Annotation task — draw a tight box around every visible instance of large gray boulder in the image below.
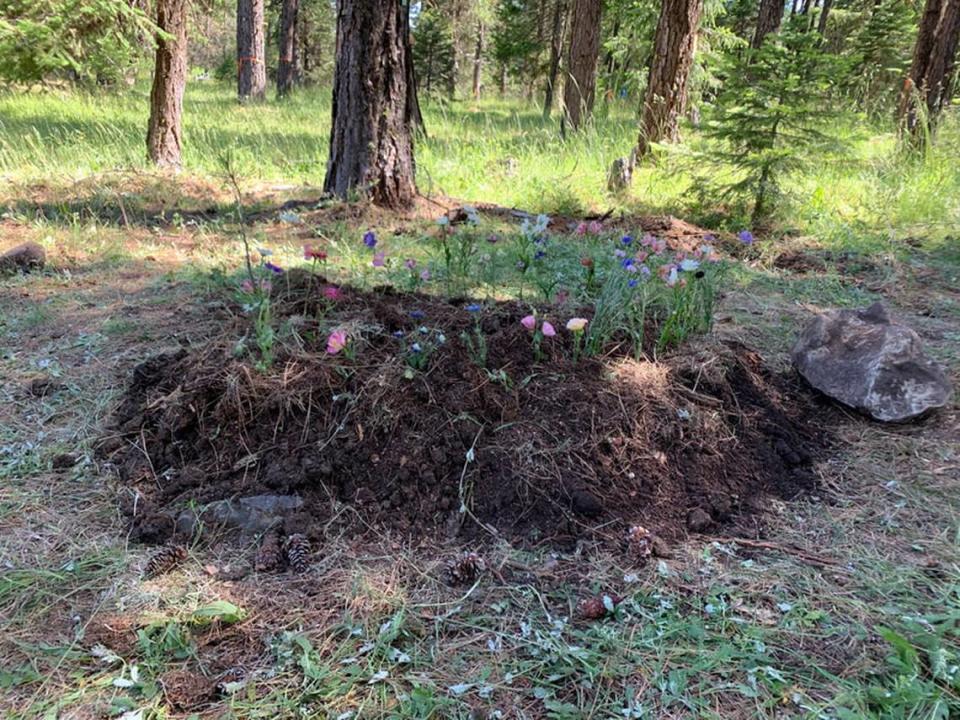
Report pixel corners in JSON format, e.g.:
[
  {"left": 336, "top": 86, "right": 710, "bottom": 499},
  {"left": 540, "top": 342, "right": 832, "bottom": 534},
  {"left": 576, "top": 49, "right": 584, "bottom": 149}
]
[{"left": 792, "top": 303, "right": 951, "bottom": 422}]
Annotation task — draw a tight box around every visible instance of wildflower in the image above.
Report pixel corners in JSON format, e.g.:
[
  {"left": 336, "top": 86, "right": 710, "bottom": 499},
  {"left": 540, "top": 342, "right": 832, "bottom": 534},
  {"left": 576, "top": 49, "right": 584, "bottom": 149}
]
[
  {"left": 303, "top": 245, "right": 327, "bottom": 260},
  {"left": 327, "top": 330, "right": 347, "bottom": 355}
]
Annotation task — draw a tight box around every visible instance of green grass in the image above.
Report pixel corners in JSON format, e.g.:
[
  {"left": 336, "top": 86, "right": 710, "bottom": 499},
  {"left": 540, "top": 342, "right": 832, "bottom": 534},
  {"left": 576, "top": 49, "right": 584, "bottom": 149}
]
[{"left": 0, "top": 81, "right": 960, "bottom": 251}]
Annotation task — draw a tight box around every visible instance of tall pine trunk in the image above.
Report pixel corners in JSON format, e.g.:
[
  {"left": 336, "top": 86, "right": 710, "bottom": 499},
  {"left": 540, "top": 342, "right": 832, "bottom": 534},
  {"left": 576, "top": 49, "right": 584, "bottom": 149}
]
[
  {"left": 147, "top": 0, "right": 188, "bottom": 168},
  {"left": 323, "top": 0, "right": 417, "bottom": 208},
  {"left": 543, "top": 0, "right": 567, "bottom": 120},
  {"left": 899, "top": 0, "right": 960, "bottom": 145},
  {"left": 637, "top": 0, "right": 703, "bottom": 157},
  {"left": 277, "top": 0, "right": 300, "bottom": 97},
  {"left": 750, "top": 0, "right": 783, "bottom": 49},
  {"left": 237, "top": 0, "right": 267, "bottom": 102},
  {"left": 473, "top": 20, "right": 486, "bottom": 100},
  {"left": 563, "top": 0, "right": 603, "bottom": 130}
]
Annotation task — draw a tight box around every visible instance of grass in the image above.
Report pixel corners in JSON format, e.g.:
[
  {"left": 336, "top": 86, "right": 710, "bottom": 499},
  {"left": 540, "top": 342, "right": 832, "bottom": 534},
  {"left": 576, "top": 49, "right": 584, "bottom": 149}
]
[{"left": 0, "top": 83, "right": 960, "bottom": 720}]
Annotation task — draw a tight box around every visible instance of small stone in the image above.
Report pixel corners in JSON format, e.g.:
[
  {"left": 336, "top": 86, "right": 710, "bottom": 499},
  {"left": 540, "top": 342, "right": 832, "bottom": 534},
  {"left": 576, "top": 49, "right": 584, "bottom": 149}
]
[
  {"left": 687, "top": 508, "right": 713, "bottom": 532},
  {"left": 791, "top": 303, "right": 952, "bottom": 422},
  {"left": 0, "top": 242, "right": 47, "bottom": 273}
]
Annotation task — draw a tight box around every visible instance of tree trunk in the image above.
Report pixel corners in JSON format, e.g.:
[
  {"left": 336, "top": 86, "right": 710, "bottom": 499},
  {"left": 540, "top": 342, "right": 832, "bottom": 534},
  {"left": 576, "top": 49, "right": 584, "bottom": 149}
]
[
  {"left": 817, "top": 0, "right": 833, "bottom": 35},
  {"left": 750, "top": 0, "right": 783, "bottom": 50},
  {"left": 147, "top": 0, "right": 188, "bottom": 168},
  {"left": 473, "top": 20, "right": 485, "bottom": 100},
  {"left": 563, "top": 0, "right": 603, "bottom": 130},
  {"left": 637, "top": 0, "right": 703, "bottom": 157},
  {"left": 277, "top": 0, "right": 300, "bottom": 97},
  {"left": 899, "top": 0, "right": 960, "bottom": 139},
  {"left": 237, "top": 0, "right": 267, "bottom": 102},
  {"left": 323, "top": 0, "right": 417, "bottom": 208},
  {"left": 543, "top": 0, "right": 567, "bottom": 120}
]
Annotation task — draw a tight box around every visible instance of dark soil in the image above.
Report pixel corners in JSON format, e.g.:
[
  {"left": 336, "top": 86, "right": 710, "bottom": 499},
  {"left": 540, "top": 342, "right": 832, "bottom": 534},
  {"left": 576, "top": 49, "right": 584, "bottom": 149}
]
[{"left": 102, "top": 272, "right": 825, "bottom": 546}]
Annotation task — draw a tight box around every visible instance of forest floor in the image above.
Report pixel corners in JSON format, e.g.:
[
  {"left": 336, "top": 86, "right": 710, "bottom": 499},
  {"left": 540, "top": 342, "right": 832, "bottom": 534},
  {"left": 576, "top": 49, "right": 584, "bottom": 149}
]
[{"left": 0, "top": 170, "right": 960, "bottom": 720}]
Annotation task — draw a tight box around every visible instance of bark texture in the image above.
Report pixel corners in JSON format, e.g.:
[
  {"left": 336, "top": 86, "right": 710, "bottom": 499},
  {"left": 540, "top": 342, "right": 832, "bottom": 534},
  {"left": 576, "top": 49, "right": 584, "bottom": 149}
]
[
  {"left": 637, "top": 0, "right": 703, "bottom": 157},
  {"left": 237, "top": 0, "right": 267, "bottom": 102},
  {"left": 323, "top": 0, "right": 417, "bottom": 208},
  {"left": 563, "top": 0, "right": 603, "bottom": 130},
  {"left": 750, "top": 0, "right": 783, "bottom": 49},
  {"left": 147, "top": 0, "right": 188, "bottom": 168},
  {"left": 543, "top": 0, "right": 567, "bottom": 120},
  {"left": 900, "top": 0, "right": 960, "bottom": 143},
  {"left": 277, "top": 0, "right": 300, "bottom": 97}
]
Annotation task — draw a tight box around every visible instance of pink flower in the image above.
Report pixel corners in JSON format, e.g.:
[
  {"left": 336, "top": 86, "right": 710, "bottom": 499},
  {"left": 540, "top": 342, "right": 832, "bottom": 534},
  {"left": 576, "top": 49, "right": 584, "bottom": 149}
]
[{"left": 327, "top": 330, "right": 347, "bottom": 355}]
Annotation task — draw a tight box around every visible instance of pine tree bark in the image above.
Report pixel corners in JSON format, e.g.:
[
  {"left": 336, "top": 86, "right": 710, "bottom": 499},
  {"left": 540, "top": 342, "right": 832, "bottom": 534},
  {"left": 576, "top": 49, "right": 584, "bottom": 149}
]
[
  {"left": 237, "top": 0, "right": 267, "bottom": 102},
  {"left": 147, "top": 0, "right": 189, "bottom": 168},
  {"left": 323, "top": 0, "right": 417, "bottom": 208},
  {"left": 543, "top": 0, "right": 567, "bottom": 120},
  {"left": 563, "top": 0, "right": 603, "bottom": 130},
  {"left": 750, "top": 0, "right": 783, "bottom": 50},
  {"left": 277, "top": 0, "right": 300, "bottom": 97},
  {"left": 637, "top": 0, "right": 703, "bottom": 157},
  {"left": 473, "top": 20, "right": 486, "bottom": 100},
  {"left": 899, "top": 0, "right": 960, "bottom": 139}
]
◇ ◇ ◇ ◇ ◇ ◇ ◇
WHAT YOU SHOULD DO
Rewrite the stretch from the line containing "pink flower in the image above." through the end of the listing, requests included. Offset every pixel coordinate in the answers by -106, and leave the format samples in the requests as they are.

EXERCISE RESULT
Annotation task — draw a tight box around every visible instance of pink flower in the image above.
Report pixel corners in JSON format, e.g.:
[
  {"left": 336, "top": 86, "right": 710, "bottom": 499},
  {"left": 540, "top": 342, "right": 832, "bottom": 534},
  {"left": 576, "top": 49, "right": 584, "bottom": 149}
]
[{"left": 221, "top": 224, "right": 241, "bottom": 249}]
Annotation task — draw a tight box around every visible instance of pine tree bark in the image above.
Report pixel corners in JSON format, e.g.:
[
  {"left": 336, "top": 86, "right": 710, "bottom": 499},
  {"left": 540, "top": 342, "right": 832, "bottom": 534},
  {"left": 576, "top": 49, "right": 584, "bottom": 149}
]
[
  {"left": 131, "top": -106, "right": 161, "bottom": -4},
  {"left": 41, "top": -106, "right": 83, "bottom": 62},
  {"left": 217, "top": -106, "right": 311, "bottom": 102},
  {"left": 437, "top": -106, "right": 461, "bottom": 14},
  {"left": 457, "top": -106, "right": 497, "bottom": 24},
  {"left": 644, "top": -106, "right": 677, "bottom": -56},
  {"left": 171, "top": -106, "right": 194, "bottom": -9},
  {"left": 531, "top": -106, "right": 597, "bottom": 51},
  {"left": 367, "top": -86, "right": 380, "bottom": -6},
  {"left": 793, "top": -106, "right": 854, "bottom": 33}
]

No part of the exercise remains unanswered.